**TRY IT**
Your response should be the complete data, transcribed exactly.

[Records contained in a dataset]
____

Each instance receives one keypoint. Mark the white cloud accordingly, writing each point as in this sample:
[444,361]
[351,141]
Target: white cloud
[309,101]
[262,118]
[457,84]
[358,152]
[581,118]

____

**ANSWER FOR THE TASK**
Each instance receives one keypoint. Mark the white cloud accordingly, writing each point as in this sample:
[444,361]
[351,141]
Target: white cloud
[309,101]
[262,118]
[457,84]
[358,152]
[581,118]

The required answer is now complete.